### Instruções do exercício
a) Indique se cada afirmação concorda com o trecho selecionado. Para cada uma, responda sim ou não e cite as palavras exatas do trecho que decidem a resposta: (i) a nota de repúdio foi divulgada em junho; (ii) Magno Francisco Bretas e Devanil Monteiro foram agredidos por policiais militares; (iii) Ana Heckert é professora do Departamento de Psicologia da UFES.
b) Nas entradas, reescreva o trecho que começa na linha que contém "In the photo above, where can the border" e vai até o fim das entradas. Troque "table" por "desk" e deixe todo o resto igual.

### Trecho selecionado
__________

Em junho, o Movimento Nacional de População em Situação de Rua do Espírito Santo (MNPR-ES), juntamente com outras entidades, divulgou nota em repúdio a ações de violência contra moradores de rua ocorridas em Vitória. Na ocasião, Magno Francisco Bretas e Devanil Monteiro foram agredidos por Guardas Municipais durante uma abordagem no Centro da capital capixaba. O BoletIN entrevistou Ana Heckert, professora do Departamento de Psicologia da Universidade Federal do Espírito Santo (UFES) e uma das coordenadoras do Projeto de Extensão Andarilhos: construindo outros caminhos na cidade, que compartilhou ações em andamento na universidade, a partir desta iniciativa, e analisou esta situação. Colaboraram com esta entrevista a também coordenadora Gil Kunz, os/as extensionistas do projeto Allana Soares, Isabel Valli, Lígia Pimenta, Luisa Modolo, Mayara Hartuiq e Sara Casteluber e o mestrando Antonio Martins.

__________

### Material fornecido
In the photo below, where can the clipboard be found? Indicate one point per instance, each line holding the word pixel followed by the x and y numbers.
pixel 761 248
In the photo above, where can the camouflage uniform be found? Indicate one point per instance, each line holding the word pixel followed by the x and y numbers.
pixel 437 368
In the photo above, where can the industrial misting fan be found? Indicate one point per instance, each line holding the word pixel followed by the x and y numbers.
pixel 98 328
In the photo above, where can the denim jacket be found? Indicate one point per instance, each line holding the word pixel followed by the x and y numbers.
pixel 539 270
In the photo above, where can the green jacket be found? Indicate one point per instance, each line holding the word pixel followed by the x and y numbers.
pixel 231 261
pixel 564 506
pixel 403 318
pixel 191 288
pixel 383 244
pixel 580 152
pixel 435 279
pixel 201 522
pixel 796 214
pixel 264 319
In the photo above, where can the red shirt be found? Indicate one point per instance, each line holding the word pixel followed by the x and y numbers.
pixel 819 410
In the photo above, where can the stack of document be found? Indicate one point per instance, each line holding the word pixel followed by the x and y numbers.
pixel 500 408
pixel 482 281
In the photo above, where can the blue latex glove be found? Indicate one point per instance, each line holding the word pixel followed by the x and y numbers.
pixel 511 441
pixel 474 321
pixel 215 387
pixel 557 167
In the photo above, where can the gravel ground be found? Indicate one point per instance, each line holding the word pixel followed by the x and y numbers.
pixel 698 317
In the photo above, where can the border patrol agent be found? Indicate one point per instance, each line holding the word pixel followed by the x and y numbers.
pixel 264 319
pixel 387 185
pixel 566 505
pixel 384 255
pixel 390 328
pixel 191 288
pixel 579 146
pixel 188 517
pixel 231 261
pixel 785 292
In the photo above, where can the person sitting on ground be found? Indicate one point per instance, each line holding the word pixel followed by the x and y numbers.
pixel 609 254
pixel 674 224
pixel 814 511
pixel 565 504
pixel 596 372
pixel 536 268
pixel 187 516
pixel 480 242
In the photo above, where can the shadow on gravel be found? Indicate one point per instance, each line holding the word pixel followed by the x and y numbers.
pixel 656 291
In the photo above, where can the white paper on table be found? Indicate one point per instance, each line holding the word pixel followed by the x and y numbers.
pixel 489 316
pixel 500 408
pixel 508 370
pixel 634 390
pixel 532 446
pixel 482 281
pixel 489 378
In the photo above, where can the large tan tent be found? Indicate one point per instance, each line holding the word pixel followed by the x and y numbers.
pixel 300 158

__________

### Resultados
a)
(i) Sim: "Em junho, o Movimento Nacional de População em Situação de Rua do Espírito Santo (MNPR-ES), juntamente com outras entidades, divulgou nota em repúdio"
(ii) Não: "foram agredidos por Guardas Municipais"
(iii) Sim: "professora do Departamento de Psicologia da Universidade Federal do Espírito Santo (UFES)"

b)
In the photo above, where can the border patrol agent be found? Indicate one point per instance, each line holding the word pixel followed by the x and y numbers.
pixel 264 319
pixel 387 185
pixel 566 505
pixel 384 255
pixel 390 328
pixel 191 288
pixel 579 146
pixel 188 517
pixel 231 261
pixel 785 292
In the photo above, where can the person sitting on ground be found? Indicate one point per instance, each line holding the word pixel followed by the x and y numbers.
pixel 609 254
pixel 674 224
pixel 814 511
pixel 565 504
pixel 596 372
pixel 536 268
pixel 187 516
pixel 480 242
In the photo above, where can the shadow on gravel be found? Indicate one point per instance, each line holding the word pixel followed by the x and y numbers.
pixel 656 291
In the photo above, where can the white paper on desk be found? Indicate one point per instance, each line holding the word pixel followed by the x and y numbers.
pixel 489 316
pixel 500 408
pixel 508 370
pixel 634 390
pixel 532 446
pixel 482 281
pixel 489 378
In the photo above, where can the large tan tent be found? Indicate one point per instance, each line holding the word pixel followed by the x and y numbers.
pixel 300 158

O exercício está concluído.